* _Description of the task_: Pull out every line of the listing below that contains the word "draw" and copy each one unchanged.

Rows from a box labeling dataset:

^^^^^^^^^^^^^^^^

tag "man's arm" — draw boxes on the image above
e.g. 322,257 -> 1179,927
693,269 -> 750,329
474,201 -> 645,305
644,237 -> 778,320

^^^^^^^^^^^^^^^^

* _Exercise solution_:
tag "man's arm" — draw boxes on the image above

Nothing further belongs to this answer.